(Requirement) Return, exactly, the line that contains "of the side" together with all lines after it to the end of the entries, and no further lines.

(Supplied records)
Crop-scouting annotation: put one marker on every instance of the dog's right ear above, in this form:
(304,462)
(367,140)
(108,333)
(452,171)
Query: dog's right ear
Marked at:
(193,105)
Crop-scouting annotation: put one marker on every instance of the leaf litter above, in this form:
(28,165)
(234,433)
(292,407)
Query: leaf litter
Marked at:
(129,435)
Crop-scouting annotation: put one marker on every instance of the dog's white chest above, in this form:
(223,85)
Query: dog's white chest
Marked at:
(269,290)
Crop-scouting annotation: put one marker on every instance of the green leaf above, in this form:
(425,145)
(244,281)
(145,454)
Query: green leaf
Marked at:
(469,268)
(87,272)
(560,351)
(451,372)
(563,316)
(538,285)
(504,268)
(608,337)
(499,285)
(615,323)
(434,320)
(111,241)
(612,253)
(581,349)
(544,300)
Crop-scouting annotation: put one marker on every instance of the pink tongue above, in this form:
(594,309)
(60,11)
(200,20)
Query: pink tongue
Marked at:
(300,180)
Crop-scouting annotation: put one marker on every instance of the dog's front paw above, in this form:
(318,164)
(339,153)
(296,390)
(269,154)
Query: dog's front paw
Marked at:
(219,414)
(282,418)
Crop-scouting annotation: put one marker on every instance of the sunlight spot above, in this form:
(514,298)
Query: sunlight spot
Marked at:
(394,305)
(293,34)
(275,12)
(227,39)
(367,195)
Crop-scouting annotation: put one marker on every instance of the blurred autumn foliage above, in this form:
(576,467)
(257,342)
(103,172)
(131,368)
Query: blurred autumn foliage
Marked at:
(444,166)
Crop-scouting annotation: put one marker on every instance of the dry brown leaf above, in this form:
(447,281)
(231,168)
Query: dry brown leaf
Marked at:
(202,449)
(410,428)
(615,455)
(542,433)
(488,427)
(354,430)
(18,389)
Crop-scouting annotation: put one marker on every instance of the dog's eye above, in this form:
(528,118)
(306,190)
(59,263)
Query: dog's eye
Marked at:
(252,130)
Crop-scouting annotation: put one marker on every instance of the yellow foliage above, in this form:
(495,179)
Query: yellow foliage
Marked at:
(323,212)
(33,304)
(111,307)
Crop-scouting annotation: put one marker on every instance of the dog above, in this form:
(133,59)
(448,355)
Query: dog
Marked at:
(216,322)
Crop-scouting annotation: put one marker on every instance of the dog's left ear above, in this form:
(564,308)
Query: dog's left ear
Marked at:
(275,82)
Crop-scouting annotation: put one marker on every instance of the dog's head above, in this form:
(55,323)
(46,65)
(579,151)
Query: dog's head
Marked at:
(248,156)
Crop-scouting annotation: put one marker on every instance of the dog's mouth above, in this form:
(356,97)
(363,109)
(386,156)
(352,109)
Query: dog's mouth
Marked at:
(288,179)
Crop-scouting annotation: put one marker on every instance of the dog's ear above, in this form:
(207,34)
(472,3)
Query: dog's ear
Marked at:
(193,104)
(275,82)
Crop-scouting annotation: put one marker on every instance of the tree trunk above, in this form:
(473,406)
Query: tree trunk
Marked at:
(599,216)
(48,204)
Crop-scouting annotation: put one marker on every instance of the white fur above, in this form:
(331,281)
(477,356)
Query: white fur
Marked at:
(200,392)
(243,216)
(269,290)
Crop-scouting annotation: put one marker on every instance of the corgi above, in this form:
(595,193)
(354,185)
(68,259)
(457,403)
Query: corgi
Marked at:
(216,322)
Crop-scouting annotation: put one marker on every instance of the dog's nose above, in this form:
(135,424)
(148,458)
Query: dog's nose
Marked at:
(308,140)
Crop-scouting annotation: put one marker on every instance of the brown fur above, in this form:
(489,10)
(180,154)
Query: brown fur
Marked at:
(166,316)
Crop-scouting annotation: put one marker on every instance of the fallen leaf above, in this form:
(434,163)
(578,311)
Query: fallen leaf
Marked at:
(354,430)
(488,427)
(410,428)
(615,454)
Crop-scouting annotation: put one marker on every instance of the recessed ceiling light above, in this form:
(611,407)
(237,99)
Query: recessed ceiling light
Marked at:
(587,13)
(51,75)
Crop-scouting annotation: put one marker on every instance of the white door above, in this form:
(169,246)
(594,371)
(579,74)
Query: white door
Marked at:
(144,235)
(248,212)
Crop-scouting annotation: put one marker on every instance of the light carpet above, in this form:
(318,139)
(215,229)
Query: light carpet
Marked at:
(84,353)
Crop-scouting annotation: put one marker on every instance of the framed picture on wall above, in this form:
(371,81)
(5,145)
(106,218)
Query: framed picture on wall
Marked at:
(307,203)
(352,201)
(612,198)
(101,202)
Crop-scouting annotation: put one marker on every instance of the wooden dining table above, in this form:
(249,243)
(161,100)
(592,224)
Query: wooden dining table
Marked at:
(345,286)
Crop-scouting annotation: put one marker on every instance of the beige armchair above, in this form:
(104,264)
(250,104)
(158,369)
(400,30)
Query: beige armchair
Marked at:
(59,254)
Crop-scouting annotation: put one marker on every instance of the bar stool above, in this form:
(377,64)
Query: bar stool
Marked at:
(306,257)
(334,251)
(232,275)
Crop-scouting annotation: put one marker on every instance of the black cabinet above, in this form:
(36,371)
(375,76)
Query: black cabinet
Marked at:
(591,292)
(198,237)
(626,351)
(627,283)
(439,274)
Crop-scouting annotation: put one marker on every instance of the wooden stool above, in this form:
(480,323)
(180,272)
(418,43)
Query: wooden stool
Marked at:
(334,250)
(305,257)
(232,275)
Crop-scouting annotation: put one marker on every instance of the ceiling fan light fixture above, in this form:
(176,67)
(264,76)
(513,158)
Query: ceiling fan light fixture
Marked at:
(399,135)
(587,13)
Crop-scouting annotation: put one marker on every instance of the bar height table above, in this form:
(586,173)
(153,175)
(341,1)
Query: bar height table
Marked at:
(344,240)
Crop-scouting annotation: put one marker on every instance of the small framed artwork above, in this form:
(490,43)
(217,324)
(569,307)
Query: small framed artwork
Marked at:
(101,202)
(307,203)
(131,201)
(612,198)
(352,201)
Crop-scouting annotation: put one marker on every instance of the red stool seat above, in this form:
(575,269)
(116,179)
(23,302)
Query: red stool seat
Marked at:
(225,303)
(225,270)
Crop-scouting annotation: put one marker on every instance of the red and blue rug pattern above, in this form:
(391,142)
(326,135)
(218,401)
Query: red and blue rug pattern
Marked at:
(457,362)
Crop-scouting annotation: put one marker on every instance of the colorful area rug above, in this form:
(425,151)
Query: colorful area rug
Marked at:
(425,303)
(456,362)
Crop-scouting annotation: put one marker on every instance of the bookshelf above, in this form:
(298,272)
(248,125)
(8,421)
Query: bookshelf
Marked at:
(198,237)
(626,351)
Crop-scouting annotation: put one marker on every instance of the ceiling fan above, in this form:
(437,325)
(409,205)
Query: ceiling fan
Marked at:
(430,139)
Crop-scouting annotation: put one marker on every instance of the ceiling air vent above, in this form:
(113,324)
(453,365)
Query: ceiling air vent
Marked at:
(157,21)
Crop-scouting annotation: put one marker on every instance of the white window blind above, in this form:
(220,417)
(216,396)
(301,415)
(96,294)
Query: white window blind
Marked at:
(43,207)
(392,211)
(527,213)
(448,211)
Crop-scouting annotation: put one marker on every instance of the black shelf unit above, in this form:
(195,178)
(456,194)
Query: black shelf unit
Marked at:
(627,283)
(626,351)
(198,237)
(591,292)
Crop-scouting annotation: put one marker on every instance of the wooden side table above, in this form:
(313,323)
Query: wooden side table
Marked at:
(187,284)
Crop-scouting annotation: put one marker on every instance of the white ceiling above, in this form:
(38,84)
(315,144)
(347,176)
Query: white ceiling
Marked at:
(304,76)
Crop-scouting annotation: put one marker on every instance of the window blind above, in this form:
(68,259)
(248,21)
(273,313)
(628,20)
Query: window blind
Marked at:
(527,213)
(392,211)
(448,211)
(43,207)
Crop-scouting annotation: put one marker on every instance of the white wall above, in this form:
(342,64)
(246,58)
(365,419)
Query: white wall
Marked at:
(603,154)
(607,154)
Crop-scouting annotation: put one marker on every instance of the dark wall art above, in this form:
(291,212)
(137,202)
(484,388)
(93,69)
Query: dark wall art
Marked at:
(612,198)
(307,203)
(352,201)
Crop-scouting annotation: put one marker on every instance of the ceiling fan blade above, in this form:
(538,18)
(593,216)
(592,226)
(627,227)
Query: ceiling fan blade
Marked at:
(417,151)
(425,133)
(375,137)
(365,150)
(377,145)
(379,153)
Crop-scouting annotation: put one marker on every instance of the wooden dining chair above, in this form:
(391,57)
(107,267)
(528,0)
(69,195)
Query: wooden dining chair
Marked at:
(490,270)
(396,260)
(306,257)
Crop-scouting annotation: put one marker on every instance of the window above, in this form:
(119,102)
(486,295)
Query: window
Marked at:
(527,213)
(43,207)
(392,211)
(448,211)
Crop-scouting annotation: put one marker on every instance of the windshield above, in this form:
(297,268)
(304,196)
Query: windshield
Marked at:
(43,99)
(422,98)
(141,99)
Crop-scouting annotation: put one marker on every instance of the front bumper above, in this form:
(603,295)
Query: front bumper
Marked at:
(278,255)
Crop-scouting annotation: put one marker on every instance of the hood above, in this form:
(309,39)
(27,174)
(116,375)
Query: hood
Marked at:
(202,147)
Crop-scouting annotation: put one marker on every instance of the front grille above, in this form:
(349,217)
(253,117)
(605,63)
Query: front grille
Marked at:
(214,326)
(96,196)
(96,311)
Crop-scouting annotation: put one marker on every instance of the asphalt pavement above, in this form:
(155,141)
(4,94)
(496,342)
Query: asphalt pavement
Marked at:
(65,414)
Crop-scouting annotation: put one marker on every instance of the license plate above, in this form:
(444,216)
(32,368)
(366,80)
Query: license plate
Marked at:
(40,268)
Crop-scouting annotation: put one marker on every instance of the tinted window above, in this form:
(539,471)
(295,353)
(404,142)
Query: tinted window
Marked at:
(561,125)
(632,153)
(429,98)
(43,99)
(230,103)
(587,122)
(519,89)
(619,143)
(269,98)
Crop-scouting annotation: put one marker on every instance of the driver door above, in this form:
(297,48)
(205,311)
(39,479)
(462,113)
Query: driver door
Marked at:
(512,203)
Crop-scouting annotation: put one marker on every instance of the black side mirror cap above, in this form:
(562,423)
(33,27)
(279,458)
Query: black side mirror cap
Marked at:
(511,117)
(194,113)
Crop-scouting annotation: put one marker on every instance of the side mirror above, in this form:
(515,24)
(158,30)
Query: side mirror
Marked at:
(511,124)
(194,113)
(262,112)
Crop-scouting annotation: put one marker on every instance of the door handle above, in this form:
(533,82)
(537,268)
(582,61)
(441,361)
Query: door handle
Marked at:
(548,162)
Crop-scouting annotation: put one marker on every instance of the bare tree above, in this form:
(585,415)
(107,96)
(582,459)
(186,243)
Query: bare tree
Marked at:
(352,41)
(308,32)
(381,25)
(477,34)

(Output of the task)
Crop-scouting annotation: put one marker on every instance of the side mirror above, in this form:
(515,24)
(158,30)
Query: side mirror
Marked at:
(511,124)
(194,113)
(262,112)
Crop-scouting annotation: put one marker on every instance of the door handle above, in this form:
(533,82)
(537,268)
(582,61)
(441,361)
Query: door handle
Marked at:
(548,162)
Crop-scouting annotation: put one marker on every instance of the bare tree above, in this form:
(585,415)
(107,96)
(582,459)
(186,243)
Query: bare tree
Marked at:
(352,41)
(308,32)
(381,25)
(477,34)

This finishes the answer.